» Goal:
Can you copy out every one of the items below word for word, leaving out the pictures?

» Provided data:
******************************

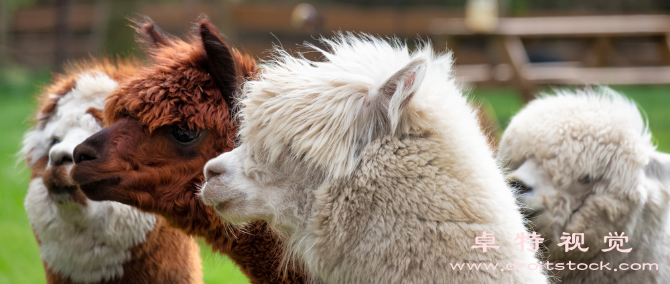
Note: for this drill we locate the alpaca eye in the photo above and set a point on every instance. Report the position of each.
(184, 135)
(585, 179)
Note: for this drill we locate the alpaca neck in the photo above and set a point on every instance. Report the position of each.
(254, 248)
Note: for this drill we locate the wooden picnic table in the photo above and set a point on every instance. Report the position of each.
(506, 38)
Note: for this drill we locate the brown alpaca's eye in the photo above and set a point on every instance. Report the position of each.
(184, 135)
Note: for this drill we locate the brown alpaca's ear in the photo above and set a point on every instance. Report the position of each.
(221, 62)
(149, 34)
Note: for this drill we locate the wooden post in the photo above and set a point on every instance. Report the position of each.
(62, 33)
(100, 25)
(664, 47)
(515, 55)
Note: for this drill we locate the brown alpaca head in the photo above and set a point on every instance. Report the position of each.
(165, 122)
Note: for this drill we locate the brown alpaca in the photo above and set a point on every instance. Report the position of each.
(86, 241)
(166, 121)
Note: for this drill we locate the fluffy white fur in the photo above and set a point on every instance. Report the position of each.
(587, 165)
(87, 243)
(373, 165)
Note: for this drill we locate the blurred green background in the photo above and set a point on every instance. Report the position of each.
(38, 37)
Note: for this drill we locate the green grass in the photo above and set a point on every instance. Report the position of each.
(19, 255)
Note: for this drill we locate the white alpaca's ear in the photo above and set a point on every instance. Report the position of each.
(399, 89)
(658, 167)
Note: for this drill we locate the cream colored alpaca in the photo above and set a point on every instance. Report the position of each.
(584, 163)
(81, 240)
(373, 165)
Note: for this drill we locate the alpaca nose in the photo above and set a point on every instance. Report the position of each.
(84, 152)
(60, 156)
(519, 186)
(212, 171)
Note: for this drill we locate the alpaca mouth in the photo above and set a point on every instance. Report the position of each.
(532, 214)
(97, 190)
(63, 189)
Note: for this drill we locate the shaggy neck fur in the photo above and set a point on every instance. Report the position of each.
(595, 140)
(408, 178)
(85, 241)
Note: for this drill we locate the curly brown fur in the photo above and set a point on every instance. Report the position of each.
(166, 255)
(189, 85)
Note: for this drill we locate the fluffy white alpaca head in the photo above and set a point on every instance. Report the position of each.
(305, 123)
(84, 240)
(70, 121)
(579, 161)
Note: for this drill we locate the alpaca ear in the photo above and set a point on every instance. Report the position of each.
(222, 64)
(149, 33)
(658, 167)
(399, 89)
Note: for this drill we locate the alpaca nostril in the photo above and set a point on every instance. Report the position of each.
(211, 174)
(519, 186)
(64, 159)
(82, 153)
(60, 156)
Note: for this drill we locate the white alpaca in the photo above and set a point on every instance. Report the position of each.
(373, 164)
(85, 241)
(584, 163)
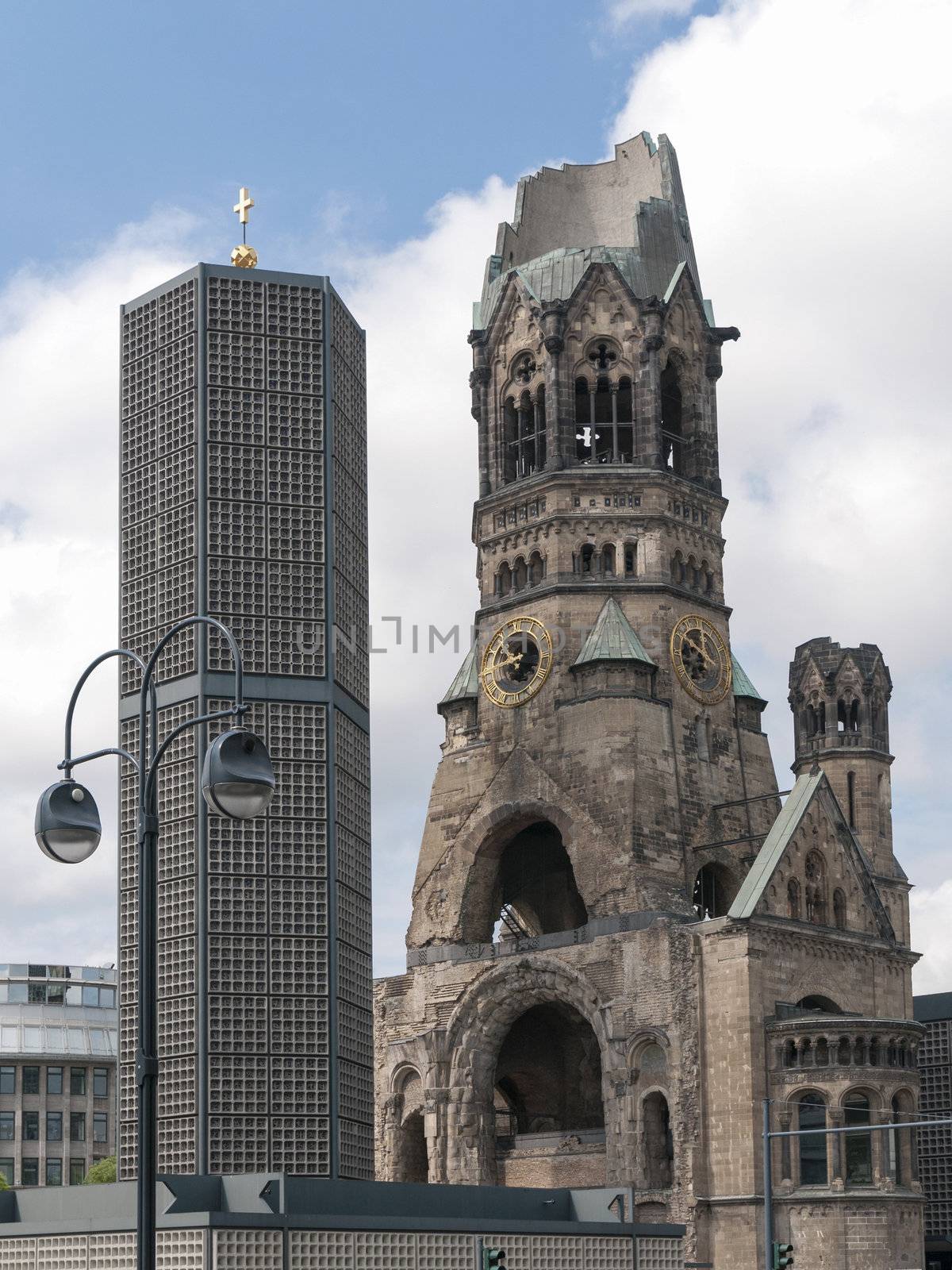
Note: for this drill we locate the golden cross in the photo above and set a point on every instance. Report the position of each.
(243, 206)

******************************

» Written response:
Note: for this drill we locate the alpaca eye in the photo above and set a point on every instance. Report the position of each.
(184, 135)
(585, 179)
Note: for this drill we locate the alpaca neck in the photo above and set a point on every instance. Report the position of each.
(254, 248)
Note: for this drill we locate the wooden picnic table in the photo above and set a point on every instance. Report the position of each.
(506, 38)
Note: for this drill we locate the brown alpaca's eye in the photo above and set a point on every instance. Report the position of each.
(184, 135)
Note: for this drill we locate the brown alpaca's ear in the photo above and set a point on every instance. Report the position of each.
(221, 62)
(149, 34)
Note: for this drill we locate the wooden post in the photo above and set a point on every instance. Report the position of each.
(62, 33)
(100, 25)
(664, 47)
(515, 55)
Note: for this drill we locate the brown alpaca head in the photo above and set a point on every instance. Report the position of each.
(165, 122)
Note: for this drill we locate the brown alpaca in the photo above and set a point on every instance. Report the position of each.
(86, 241)
(166, 121)
Note: for this drill we locate the fluffy white fur in the photo above and set a point on every instance. Report the position of each.
(587, 165)
(87, 243)
(373, 165)
Note: for this drill we locate the blurred green background in the photo above and set a point on every instance. Report the position of each.
(38, 37)
Note: for this drill we locate the green grass in the photo above and set a point on every instance. Report the position of each.
(19, 255)
Note: for this drill we locate the white alpaca's ear in the photo above and set a point on every instance. Report the position of each.
(399, 89)
(658, 167)
Note: for this drill we locate the cream colored alpaca in the photo above and set a point on every instance. Report the position of each.
(584, 163)
(81, 240)
(373, 165)
Note: for this drill we locate the alpaca nose in the photo above and set a point on every instance. Report the position of each.
(84, 152)
(60, 156)
(519, 186)
(212, 171)
Note: for this drill we locate the alpaca mouth in the photo above and set a point on every instance. Report the position of each.
(532, 214)
(97, 190)
(63, 189)
Note: for this drill we locate the shaggy neck fur in the photo above and set a point on every instance. Report the position of each.
(595, 140)
(408, 178)
(85, 241)
Note: for this drill we locate the curly brown fur in the photo above and set a point on every instance. Report the position of each.
(166, 255)
(189, 85)
Note: for this drill we locate the fluffy white alpaca head in the photo above and set a point on every instance. Report the position of each.
(305, 123)
(84, 240)
(70, 121)
(579, 161)
Note: for this drill we locate the alpaca ear in the photo above and set a point on every instance. Report the position of each.
(222, 64)
(149, 33)
(658, 167)
(399, 89)
Note: for this drill we locate the alpaca nostril in the photo above and set a point on every instance. Report the position of each.
(211, 174)
(519, 186)
(64, 159)
(82, 153)
(60, 156)
Note: for this drill we locate the white alpaca in the photo above and set a point on every instance. Report the position of each.
(373, 164)
(85, 241)
(584, 163)
Note: for this drill we locate the golden cross in the photo above and set a point on every instance. Report the position of each.
(243, 206)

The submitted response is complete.